═════ Records supplied

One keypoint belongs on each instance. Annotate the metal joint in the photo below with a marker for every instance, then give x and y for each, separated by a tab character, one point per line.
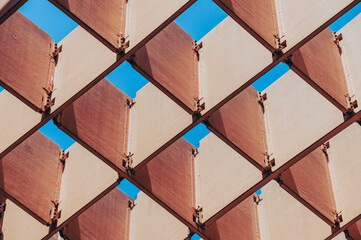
197	47
63	156
198	217
122	42
257	199
130	102
127	163
55	214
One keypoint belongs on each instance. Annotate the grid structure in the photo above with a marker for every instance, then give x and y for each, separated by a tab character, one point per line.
299	140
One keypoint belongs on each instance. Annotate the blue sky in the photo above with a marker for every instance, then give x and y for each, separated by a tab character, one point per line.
198	20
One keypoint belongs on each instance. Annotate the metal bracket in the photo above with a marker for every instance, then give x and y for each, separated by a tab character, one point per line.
325	146
257	199
195	152
131	204
122	42
198	217
55	214
269	162
337	217
128	162
55	54
197	47
352	104
63	156
337	40
281	44
200	106
130	102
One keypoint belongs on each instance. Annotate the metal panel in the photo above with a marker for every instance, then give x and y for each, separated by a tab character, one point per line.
17	224
259	16
222	175
239	223
230	57
84	178
320	61
169	60
292	102
30	173
345	163
100	119
155	119
104	19
26	68
241	121
283	217
146	16
148	220
310	179
81	60
170	177
300	18
351	52
355	230
106	219
16	119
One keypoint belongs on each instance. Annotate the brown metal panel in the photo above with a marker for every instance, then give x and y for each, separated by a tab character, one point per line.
29	174
170	177
260	16
17	224
106	219
241	121
169	60
240	223
320	61
26	68
8	7
310	179
100	119
104	19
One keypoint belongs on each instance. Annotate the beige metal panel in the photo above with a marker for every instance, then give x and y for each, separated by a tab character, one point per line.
351	55
283	217
222	175
345	164
82	59
154	120
84	178
148	220
145	16
18	224
230	57
300	18
16	119
297	115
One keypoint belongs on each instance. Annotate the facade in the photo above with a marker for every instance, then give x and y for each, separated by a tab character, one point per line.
299	140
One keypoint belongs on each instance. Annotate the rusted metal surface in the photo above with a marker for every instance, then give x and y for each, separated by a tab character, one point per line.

══════════

- **Directions for this task**
Update the lines above by changing each "marker" to "dot" and keeping everything else the same. Leave the pictures out of your answer.

- **Task solution**
One keypoint belongs on each instance. Annotate the metal joint in the photo below with a dot for every instance, then give x and y for each, separated by a tab character, one point per line.
197	47
63	156
198	217
122	42
257	199
130	102
127	163
55	214
One keypoint belongs on each instance. Annotate the grid structure in the photo above with a dot for every instance, then give x and y for each, separated by a tab character, one point per line.
299	140
One keypoint belongs on each instance. Annotate the blue sky in the photo above with a dot for every instance, then give x and y for each, separated by a tab character, one point per line.
198	20
One keypoint belongs on each instance. Annotate the metal bracket in the photo above with a dot for every instance, then give x and y for each, separated by a tab character, one point per line.
325	146
257	199
195	152
131	204
122	42
198	217
55	214
269	162
337	217
128	162
55	54
197	47
352	104
63	156
337	40
281	44
200	106
130	102
One keypoint belongs on each instance. Annotate the metal panel in the photo above with a dot for every instance, then give x and y for each, separated by a tab character, one point per line.
17	224
259	16
222	175
239	223
230	57
84	178
320	61
169	60
292	102
30	173
345	163
100	119
155	119
104	19
26	68
241	121
283	217
146	16
148	220
310	179
81	60
170	177
300	18
351	52
355	230
106	219
16	119
One keypoint belongs on each instance. Annotate the brown metal panel in the photo above with a dot for every instance, then give x and y for each, separated by a tab character, one point per line.
29	174
170	177
260	16
17	224
106	219
241	121
169	60
240	223
320	61
26	68
8	7
310	179
100	119
104	19
One keypoint belongs on each instance. Annotate the beige metal panel in the photo above with a dot for every instance, then give x and y for each, separated by a tab character, one point per line.
351	55
283	217
222	175
345	164
82	59
154	120
84	178
148	220
145	16
18	224
230	57
300	18
16	119
297	115
One keypoint belongs on each instance. Annotate the facade in the photo above with a dot for every instance, then give x and y for each, separated by a tab character, one point per line.
299	140
One keypoint belongs on each instance. Annotate the rusted metal surface in the photo above with a dot for every instance, then give x and y for each, separated by a tab character, one point per line.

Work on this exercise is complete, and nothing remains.